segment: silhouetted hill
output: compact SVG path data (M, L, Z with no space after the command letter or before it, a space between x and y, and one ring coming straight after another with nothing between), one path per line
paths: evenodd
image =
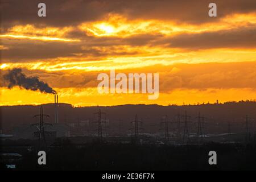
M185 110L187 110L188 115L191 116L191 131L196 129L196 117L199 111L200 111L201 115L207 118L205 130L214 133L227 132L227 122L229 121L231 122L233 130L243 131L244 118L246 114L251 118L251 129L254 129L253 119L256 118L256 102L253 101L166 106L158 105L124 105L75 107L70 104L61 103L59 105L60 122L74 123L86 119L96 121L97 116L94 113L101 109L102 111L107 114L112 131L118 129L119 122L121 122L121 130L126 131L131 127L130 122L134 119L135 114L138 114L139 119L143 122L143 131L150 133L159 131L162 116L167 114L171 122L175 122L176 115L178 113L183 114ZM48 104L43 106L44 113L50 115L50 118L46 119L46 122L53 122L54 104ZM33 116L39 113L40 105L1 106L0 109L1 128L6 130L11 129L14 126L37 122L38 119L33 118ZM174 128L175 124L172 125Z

▶ [The problem] Recast every line of the rows above as a numbered list, skipping blank lines and omitting the pictures.

▶ [The completed task]
1. segment: silhouetted hill
2. output: compact SVG path data (M, L, Z with no space after the command letter or before it, a space between x and y, and one ring coming straight after another with nothing between), one path per line
3. paths: evenodd
4. image =
5. M185 110L187 110L188 115L191 116L191 131L196 129L196 117L199 111L200 111L201 115L207 118L205 130L214 133L227 132L227 122L229 121L231 122L233 130L243 131L244 118L246 114L251 118L251 129L254 129L253 119L256 118L256 102L253 101L166 106L158 105L124 105L75 107L70 104L61 103L59 105L60 122L74 123L86 119L96 121L97 116L94 113L101 109L102 111L107 114L112 131L118 129L119 122L121 122L121 130L126 131L131 127L130 122L134 119L135 114L138 114L139 119L143 122L143 131L150 133L159 131L162 116L167 114L171 122L175 122L176 115L178 113L183 114ZM48 104L43 106L44 113L50 115L50 118L46 119L46 122L53 122L54 104ZM33 116L39 113L40 105L1 106L0 109L1 128L6 130L11 129L14 126L37 122L38 119L33 118ZM174 128L175 124L172 125Z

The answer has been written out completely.